-- Start of GIVEN TEXT --

This shift in values is also evident in what’s popular on television today.  During the 80s, The Cosby Show was king…in the 90s it was theFresh Prince of Bel-Air.  Sure, these shows weren’t anything like the reality of the average Black person’s lifestyle, but they at least took a loving approach in how marriage was depicted.  The current Real Bad Girls Basketball Wives of Atlanta who Love Hip Hop genre makes it seem like infidelity, violence, and materialism should be tolerated as the norm in our relationships.  They also promote the warped belief that getting a ring from your man should be the main objective of a woman’s life, and that ANY partner is better than none.  As much as the networks try to pass off these caricatures of relationships as “reality”, these shows are nothing more than an out and out assault on Black love.

It’s true that less and less of us are seeing Clair and Cliff Huxtable’s marriage as a desired or even possible way of life.  Couples are shacking up. Engaging in open marriages. Registering as domestic partners. Choosing not to have children or having them outside of wedlock.  Married, but living in different cities. This openness allows us to take a more individualistic approach to love, affording greater forms of personal expression within our relationships.  As varied as our lifestyles are today, it is unreasonable to expect everyone to fit into the traditional marriage construct.

Let me be clear: I am not against marriage. Although I’m currently single, I’m open to marrying again to the right person and relationship.  I am, however, against the emotional escapism and lack of personal awareness and accountability that’s currently the flavor of love du jour on popular TV, and driving far too many of us down the aisle.

-- End of GIVEN TEXT --

» **TASK TO COMPLETE**
Copy the passage about television and marriage word for word, in full. Rely only on the passage about television and marriage.

-- Start of DATA EXTRACT --

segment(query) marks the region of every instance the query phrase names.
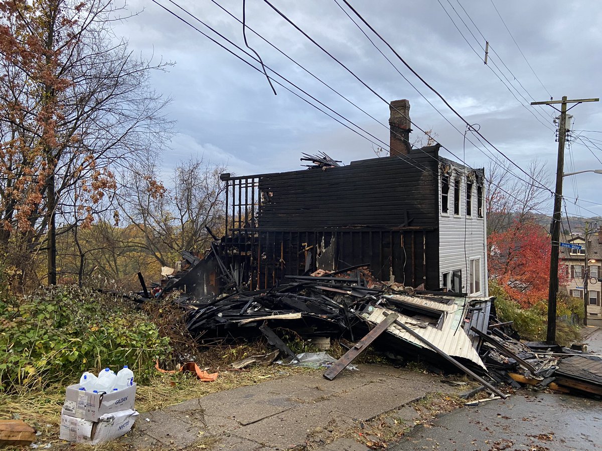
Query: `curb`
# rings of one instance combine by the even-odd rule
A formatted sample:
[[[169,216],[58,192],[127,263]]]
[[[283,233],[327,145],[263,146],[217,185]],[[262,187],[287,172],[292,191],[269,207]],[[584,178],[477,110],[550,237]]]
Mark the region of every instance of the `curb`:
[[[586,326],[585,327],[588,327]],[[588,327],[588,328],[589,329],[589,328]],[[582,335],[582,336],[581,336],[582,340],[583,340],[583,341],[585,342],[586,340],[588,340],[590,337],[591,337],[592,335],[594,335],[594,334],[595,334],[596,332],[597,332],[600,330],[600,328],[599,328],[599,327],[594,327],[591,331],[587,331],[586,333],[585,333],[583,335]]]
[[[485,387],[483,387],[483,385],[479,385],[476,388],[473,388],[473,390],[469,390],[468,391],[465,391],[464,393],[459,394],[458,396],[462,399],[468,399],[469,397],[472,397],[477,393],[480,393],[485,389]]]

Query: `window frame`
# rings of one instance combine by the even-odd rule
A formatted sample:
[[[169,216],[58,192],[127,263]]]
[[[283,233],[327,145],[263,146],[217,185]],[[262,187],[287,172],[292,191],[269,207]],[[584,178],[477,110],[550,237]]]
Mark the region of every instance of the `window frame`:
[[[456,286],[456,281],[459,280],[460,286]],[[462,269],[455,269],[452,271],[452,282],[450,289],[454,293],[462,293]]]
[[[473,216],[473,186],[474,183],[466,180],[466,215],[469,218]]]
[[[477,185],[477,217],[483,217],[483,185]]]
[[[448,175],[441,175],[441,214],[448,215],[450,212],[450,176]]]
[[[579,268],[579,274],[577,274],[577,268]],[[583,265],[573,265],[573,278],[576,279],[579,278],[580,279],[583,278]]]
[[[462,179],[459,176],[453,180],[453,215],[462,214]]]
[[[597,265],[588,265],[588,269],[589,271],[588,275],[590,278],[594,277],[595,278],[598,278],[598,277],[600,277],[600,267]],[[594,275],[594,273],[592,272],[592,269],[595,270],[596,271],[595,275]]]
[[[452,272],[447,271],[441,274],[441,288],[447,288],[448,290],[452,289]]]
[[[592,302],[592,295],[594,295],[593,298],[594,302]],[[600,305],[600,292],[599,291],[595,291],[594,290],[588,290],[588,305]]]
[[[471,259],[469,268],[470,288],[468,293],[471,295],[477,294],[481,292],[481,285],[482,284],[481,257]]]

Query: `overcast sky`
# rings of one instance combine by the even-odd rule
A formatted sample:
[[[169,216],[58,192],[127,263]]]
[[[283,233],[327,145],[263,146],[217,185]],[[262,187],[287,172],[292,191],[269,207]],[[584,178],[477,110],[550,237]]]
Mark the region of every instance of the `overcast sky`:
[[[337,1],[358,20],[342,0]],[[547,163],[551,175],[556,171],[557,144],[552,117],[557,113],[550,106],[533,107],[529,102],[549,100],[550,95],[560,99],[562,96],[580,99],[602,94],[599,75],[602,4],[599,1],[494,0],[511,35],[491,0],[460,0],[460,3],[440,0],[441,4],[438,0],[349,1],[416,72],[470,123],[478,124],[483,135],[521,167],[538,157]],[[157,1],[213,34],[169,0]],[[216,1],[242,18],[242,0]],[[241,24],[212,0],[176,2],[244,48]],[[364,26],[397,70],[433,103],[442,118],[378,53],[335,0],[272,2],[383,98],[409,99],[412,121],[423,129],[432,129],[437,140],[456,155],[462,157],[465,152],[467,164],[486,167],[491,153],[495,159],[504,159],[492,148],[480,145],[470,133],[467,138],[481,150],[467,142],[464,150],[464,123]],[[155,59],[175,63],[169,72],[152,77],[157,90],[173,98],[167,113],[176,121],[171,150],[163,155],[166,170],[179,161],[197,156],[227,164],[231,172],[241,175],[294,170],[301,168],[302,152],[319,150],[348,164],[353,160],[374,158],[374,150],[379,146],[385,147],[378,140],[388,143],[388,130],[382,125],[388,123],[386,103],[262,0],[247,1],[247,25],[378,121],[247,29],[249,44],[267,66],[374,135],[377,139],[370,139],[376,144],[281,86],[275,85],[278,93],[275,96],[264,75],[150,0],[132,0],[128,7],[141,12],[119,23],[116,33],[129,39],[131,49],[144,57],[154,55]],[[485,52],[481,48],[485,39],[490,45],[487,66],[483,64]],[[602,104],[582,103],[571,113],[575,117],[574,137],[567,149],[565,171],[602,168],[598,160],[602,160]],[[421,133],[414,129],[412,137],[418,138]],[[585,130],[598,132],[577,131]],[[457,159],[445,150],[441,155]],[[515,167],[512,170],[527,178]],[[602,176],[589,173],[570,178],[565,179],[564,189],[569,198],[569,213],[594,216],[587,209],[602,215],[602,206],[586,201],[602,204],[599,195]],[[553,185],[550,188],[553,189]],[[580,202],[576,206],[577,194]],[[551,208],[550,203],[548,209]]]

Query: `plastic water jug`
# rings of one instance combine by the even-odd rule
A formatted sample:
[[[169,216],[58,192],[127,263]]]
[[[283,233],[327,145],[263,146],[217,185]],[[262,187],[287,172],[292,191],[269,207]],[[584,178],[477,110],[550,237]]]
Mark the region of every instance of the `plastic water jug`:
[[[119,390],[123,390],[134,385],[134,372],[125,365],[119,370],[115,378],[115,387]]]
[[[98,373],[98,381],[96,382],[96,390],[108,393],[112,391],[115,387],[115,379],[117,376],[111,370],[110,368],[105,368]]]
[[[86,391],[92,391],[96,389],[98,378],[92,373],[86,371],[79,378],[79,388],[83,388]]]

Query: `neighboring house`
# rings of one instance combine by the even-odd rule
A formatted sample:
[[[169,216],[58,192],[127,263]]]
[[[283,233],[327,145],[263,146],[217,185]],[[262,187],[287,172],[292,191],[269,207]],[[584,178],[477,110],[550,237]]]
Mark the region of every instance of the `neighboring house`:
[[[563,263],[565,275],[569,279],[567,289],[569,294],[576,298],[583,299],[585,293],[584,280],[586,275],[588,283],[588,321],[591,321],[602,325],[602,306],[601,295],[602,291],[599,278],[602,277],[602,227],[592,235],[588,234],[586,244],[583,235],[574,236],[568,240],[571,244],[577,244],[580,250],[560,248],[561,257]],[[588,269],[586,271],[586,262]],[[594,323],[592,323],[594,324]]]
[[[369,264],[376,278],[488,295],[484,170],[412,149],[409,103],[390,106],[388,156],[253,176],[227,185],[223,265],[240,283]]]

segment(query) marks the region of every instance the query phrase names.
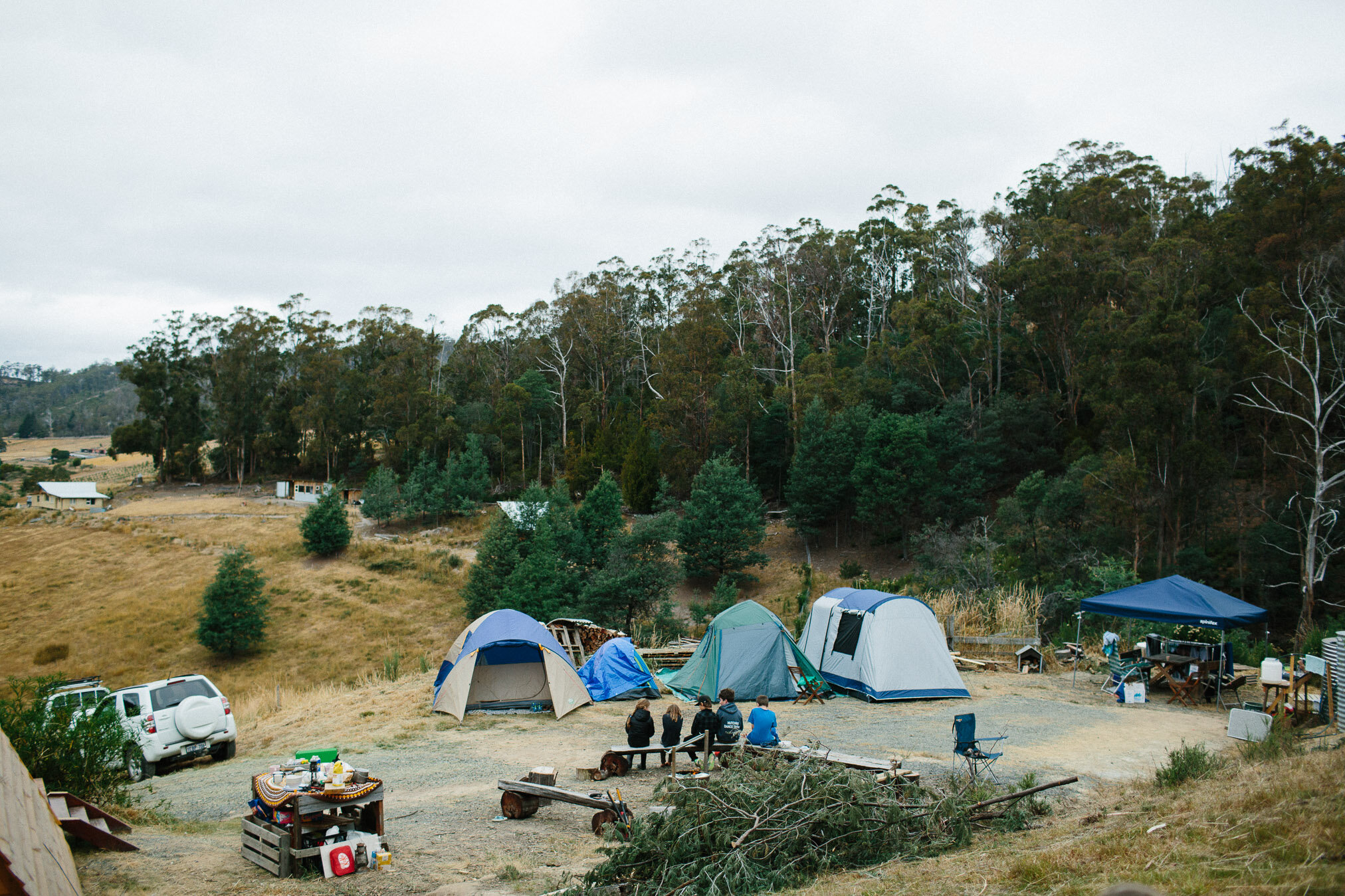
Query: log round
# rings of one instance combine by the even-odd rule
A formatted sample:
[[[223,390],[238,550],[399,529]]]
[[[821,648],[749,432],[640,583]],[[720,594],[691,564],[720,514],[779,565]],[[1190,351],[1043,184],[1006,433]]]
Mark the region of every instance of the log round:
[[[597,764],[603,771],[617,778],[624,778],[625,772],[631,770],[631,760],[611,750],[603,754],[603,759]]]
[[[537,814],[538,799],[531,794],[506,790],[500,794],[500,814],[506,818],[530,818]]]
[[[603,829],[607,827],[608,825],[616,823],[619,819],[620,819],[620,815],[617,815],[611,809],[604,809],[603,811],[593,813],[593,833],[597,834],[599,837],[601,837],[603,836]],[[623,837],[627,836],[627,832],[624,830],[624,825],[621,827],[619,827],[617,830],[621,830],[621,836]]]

-- End of DATA EXTRACT --

» **WORKED ANSWER**
This shift in values is also evident in what’s popular on television today.  During the 80s, The Cosby Show was king…in the 90s it was theFresh Prince of Bel-Air.  Sure, these shows weren’t anything like the reality of the average Black person’s lifestyle, but they at least took a loving approach in how marriage was depicted.  The current Real Bad Girls Basketball Wives of Atlanta who Love Hip Hop genre makes it seem like infidelity, violence, and materialism should be tolerated as the norm in our relationships.  They also promote the warped belief that getting a ring from your man should be the main objective of a woman’s life, and that ANY partner is better than none.  As much as the networks try to pass off these caricatures of relationships as “reality”, these shows are nothing more than an out and out assault on Black love.

It’s true that less and less of us are seeing Clair and Cliff Huxtable’s marriage as a desired or even possible way of life.  Couples are shacking up. Engaging in open marriages. Registering as domestic partners. Choosing not to have children or having them outside of wedlock.  Married, but living in different cities. This openness allows us to take a more individualistic approach to love, affording greater forms of personal expression within our relationships.  As varied as our lifestyles are today, it is unreasonable to expect everyone to fit into the traditional marriage construct.

Let me be clear: I am not against marriage. Although I’m currently single, I’m open to marrying again to the right person and relationship.  I am, however, against the emotional escapism and lack of personal awareness and accountability that’s currently the flavor of love du jour on popular TV, and driving far too many of us down the aisle.